Tugas: Dalam bacaan tentang karya para perupa di bawah ini, terbuat dari apa jarum jam besar dalam karya Ponkq Harry Purnomo?

Bacaan:
-.-.-

Perupa Adikara, dengan mencoba membangun dialog kedalam diri, ia bercerita tentang tentang tubuh kita, sejatinya adalah sebuah ranah bahasa. Terjadinya konflik antar kita, karena ada bahasa saling tidak memahami. Alat komunikasi manusia tertua, adalah dengan memakai bahasa tubuh, maka karya Aku, Sang Tubuh dan Tarian, hendak menuturkan betapa kita seharusnya selalu waspada untuk menjaga komunikasi yang seimbang didalam masyarakat multikultural.

Nampaknya, perupa Oky Arfie juga sedang menyelam dalam persoalan sejenis: makna personal versus komunal, dengan memilih dirinya sendiri, dengan judul Try To be an Artist, Cheap One, dalam dua panel besar kanvas, mempertanyakan sikap seniman, dalam hal ini seorang pelukis melihat kondisi lingkungannya, dan kegamangan hati yang digambarkan dalam dua tubuh manusia, satu menekur melihat kantong kosong dimuka, dan satunya adalah sepotong lukisan yang berteriak menyuarakan kegusaran “dimana kemurahan hati?” ujarnya.

Perupa Hari Budiono, melihat ruang urban dan dominasi kebudayaan kapitalis-global telah “mendesak” orang-orang kecil, seperti pegawai negeri sipil, semacam Paidi yang dilukiskan menjadi nekad dan berkomitmen untuk bertindak kriminal. Jelas sekali, si Perupa hendak mengkritik kebudayaan yang “dominan” dan membela mereka yang menjadi korbannya.

Sedangkan, kompetisi, kepercayaan diri berlebihan, keunikan budaya asal, seringkali memuncak pada konflik terbuka, karena motif-motif pembagian kekuasaan yang timpang. Ponkq Harry Purnomo, mengeksekusi lukisannya, dengan gaya pop, mengilustrasikan figur kecil orang-orang yang berebut naik tangga dari berbagai golongan religi tertentu, ras, partai politik, atau etnisitas (dari corak warnanya) menuju apa yang disimbolkan sebagai kursi totalitas dan kemenangan diri, dalam Running for The Dream. Karyanya yang lain, ia mengolok-olok dengan idiom sebuah mesin waktu/ jam besar, yang jarumnya terbuat dari sendok dan garpu sebagai amsal tujuan akhir manusia, maka konflik sangat rentan terjadi, karena semua dipertaruhkan disana.

Apa yang dirasakan Ponkq, nampak sesuai dengan yang digambarkan wujud dari lukisan Ondel-Ondelan karya Alex Luthfie pula. Karena, keserakahan dan motif-motif perebutan kekuasaaan serta politik, membuat orang-orang di Jakarta bagai babi-babi dengan simbol-simbol kenegaraan yang tersemat di dadanya. Mereka, mungkin saja wakil rakyat yang duduk di singgasana kekuasaan dari berbagi elemen partai politik.

-.-.-

Bahan:
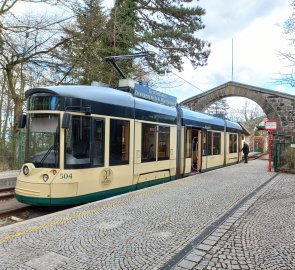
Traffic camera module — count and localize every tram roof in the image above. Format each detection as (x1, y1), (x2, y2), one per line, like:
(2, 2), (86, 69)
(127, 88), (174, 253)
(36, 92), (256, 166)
(182, 109), (224, 127)
(25, 85), (177, 124)
(225, 120), (242, 131)
(182, 109), (242, 132)
(25, 85), (134, 107)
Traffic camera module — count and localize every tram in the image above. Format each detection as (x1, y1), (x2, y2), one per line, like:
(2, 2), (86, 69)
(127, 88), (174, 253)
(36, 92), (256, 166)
(15, 81), (242, 206)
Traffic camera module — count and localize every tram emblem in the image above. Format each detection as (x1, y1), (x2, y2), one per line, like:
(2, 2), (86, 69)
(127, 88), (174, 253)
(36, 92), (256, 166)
(100, 169), (113, 185)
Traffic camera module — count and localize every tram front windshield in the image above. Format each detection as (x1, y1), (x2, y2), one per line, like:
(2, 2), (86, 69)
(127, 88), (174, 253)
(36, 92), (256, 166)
(26, 114), (59, 168)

-.-.-

Jawaban Tertulis: Jarumnya terbuat dari sendok dan garpu.